**WHAT THE TASK REQUIRES**: Note how many lines in the entries below contain the string "forest", and answer with that number and no other text.

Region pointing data
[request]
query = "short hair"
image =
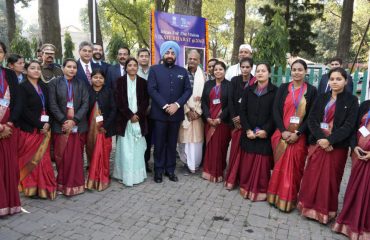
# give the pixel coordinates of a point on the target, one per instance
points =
(301, 62)
(130, 59)
(68, 60)
(27, 65)
(97, 71)
(124, 47)
(340, 70)
(266, 64)
(246, 59)
(141, 50)
(222, 64)
(84, 44)
(13, 58)
(336, 59)
(3, 46)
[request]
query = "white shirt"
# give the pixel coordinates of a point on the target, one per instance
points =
(234, 70)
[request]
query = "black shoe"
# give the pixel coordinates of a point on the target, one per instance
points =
(158, 178)
(147, 168)
(172, 177)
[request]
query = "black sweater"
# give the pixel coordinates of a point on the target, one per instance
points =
(279, 102)
(256, 111)
(345, 117)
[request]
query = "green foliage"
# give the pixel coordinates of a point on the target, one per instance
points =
(299, 16)
(115, 43)
(272, 42)
(21, 45)
(69, 46)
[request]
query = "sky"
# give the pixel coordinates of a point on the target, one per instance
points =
(69, 12)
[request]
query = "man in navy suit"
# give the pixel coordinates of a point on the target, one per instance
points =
(169, 88)
(98, 56)
(84, 65)
(118, 70)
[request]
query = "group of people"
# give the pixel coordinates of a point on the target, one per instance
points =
(289, 144)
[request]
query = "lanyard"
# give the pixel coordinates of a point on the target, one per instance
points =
(2, 81)
(42, 97)
(296, 104)
(217, 90)
(69, 90)
(367, 118)
(327, 107)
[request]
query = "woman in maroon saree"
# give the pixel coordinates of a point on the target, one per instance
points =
(353, 220)
(291, 106)
(258, 125)
(216, 113)
(102, 112)
(69, 103)
(36, 172)
(331, 123)
(9, 171)
(237, 87)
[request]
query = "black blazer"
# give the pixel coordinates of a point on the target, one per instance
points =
(364, 108)
(345, 117)
(124, 113)
(280, 98)
(107, 105)
(236, 93)
(58, 103)
(12, 81)
(32, 106)
(225, 90)
(256, 111)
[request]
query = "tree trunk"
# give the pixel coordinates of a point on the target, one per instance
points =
(50, 24)
(239, 24)
(10, 17)
(189, 7)
(344, 42)
(99, 38)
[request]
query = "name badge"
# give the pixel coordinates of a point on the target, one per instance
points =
(4, 102)
(216, 101)
(99, 118)
(75, 129)
(44, 118)
(69, 104)
(364, 131)
(324, 126)
(294, 120)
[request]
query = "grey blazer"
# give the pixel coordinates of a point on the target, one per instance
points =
(58, 103)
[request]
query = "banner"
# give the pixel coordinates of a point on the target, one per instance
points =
(189, 32)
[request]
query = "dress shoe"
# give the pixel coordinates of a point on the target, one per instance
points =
(158, 178)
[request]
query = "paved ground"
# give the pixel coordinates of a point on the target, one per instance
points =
(190, 209)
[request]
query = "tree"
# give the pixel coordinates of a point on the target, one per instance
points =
(21, 45)
(69, 46)
(239, 25)
(99, 38)
(116, 42)
(189, 7)
(50, 24)
(273, 49)
(299, 16)
(344, 43)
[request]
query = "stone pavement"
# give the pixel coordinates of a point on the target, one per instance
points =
(190, 209)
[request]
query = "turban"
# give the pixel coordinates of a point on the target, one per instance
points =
(170, 45)
(246, 46)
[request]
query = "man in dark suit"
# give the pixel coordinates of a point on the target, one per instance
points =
(169, 88)
(84, 65)
(98, 56)
(324, 82)
(118, 70)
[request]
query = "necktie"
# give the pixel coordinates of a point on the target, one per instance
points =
(88, 73)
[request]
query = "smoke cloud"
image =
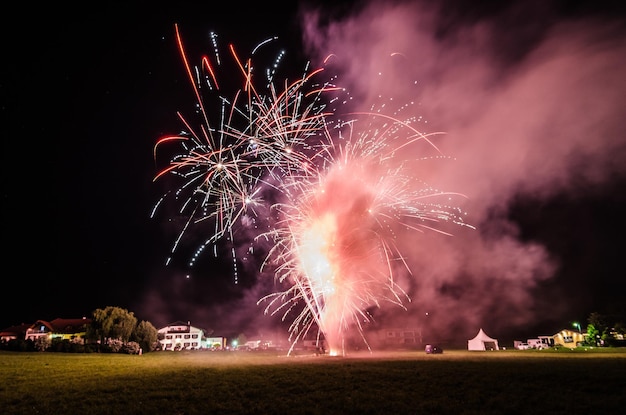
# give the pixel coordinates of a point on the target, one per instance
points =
(524, 104)
(531, 105)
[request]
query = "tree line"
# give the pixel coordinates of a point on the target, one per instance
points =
(111, 330)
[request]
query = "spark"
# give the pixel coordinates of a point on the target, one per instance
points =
(346, 189)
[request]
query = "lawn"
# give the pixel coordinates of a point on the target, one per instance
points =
(402, 382)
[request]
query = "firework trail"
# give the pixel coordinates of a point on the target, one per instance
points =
(345, 186)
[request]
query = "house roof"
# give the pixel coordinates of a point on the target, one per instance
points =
(18, 330)
(70, 325)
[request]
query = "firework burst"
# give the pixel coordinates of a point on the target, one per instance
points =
(346, 190)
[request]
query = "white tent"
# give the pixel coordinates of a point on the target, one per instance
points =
(482, 342)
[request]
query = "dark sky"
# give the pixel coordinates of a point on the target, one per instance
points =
(530, 92)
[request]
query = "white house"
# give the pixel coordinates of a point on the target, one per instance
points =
(181, 336)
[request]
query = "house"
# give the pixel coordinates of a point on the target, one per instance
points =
(182, 336)
(14, 332)
(59, 328)
(569, 338)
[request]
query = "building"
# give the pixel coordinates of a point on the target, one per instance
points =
(183, 336)
(59, 328)
(569, 338)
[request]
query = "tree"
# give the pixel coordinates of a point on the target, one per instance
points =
(112, 323)
(146, 335)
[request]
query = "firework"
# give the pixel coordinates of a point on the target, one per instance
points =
(345, 188)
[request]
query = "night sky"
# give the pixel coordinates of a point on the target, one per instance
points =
(86, 94)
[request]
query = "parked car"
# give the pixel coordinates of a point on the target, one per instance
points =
(433, 349)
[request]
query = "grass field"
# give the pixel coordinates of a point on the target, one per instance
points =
(403, 382)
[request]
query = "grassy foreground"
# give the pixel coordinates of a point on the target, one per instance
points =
(406, 382)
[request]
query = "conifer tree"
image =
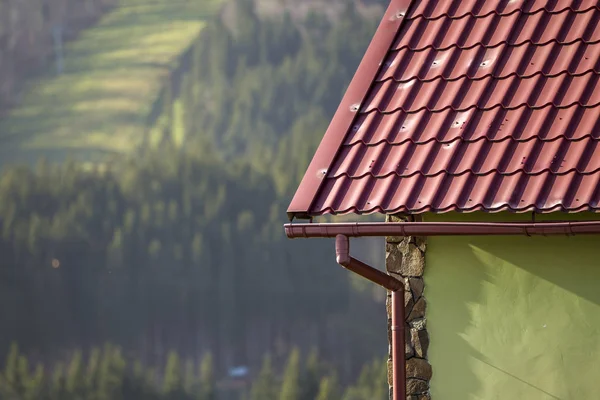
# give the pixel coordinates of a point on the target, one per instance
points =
(265, 387)
(75, 377)
(328, 389)
(311, 377)
(207, 378)
(290, 389)
(173, 380)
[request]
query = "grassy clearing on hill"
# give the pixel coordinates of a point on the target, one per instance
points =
(112, 75)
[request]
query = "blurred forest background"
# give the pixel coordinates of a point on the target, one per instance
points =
(142, 254)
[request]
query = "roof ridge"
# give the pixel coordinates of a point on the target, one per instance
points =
(500, 14)
(462, 209)
(491, 75)
(504, 42)
(446, 172)
(470, 141)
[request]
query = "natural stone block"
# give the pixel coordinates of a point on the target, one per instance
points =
(418, 310)
(417, 286)
(418, 324)
(405, 259)
(420, 242)
(420, 342)
(416, 386)
(409, 350)
(423, 396)
(418, 368)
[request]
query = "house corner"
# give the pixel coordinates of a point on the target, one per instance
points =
(405, 259)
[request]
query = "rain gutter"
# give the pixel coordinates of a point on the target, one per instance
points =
(311, 230)
(342, 232)
(342, 252)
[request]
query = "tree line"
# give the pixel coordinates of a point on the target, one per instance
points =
(180, 247)
(106, 374)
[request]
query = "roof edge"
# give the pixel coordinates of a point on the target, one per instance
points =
(348, 108)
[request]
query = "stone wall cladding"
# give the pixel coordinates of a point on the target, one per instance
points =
(405, 260)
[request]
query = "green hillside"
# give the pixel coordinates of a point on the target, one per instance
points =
(113, 75)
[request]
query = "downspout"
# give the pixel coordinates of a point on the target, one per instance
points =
(342, 252)
(342, 231)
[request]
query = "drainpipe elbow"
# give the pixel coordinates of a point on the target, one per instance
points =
(342, 250)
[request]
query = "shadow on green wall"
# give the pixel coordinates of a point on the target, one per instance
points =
(489, 301)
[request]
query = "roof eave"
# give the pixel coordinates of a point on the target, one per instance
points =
(385, 34)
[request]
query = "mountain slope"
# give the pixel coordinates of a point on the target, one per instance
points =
(113, 74)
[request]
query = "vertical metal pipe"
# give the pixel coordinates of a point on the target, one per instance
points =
(398, 343)
(342, 251)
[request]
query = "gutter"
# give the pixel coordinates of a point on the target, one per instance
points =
(312, 230)
(342, 232)
(342, 251)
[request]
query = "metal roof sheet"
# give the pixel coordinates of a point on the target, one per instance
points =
(466, 106)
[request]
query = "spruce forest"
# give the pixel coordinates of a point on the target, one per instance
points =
(164, 272)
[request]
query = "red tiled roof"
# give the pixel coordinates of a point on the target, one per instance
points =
(465, 106)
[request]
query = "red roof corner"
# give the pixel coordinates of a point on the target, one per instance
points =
(466, 106)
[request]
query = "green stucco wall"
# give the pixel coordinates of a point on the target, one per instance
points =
(513, 317)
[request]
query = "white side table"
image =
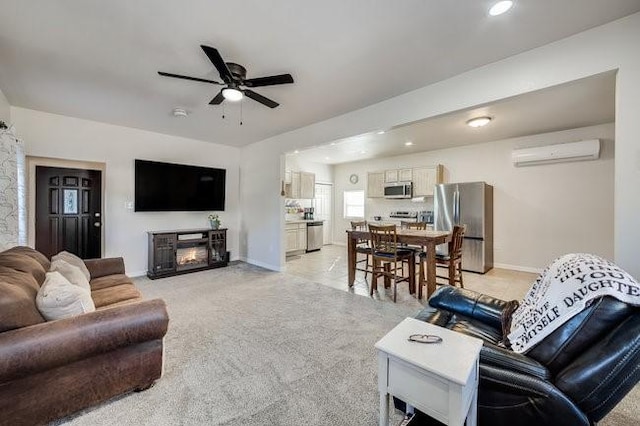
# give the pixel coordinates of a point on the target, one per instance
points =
(440, 379)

**RESULT**: 2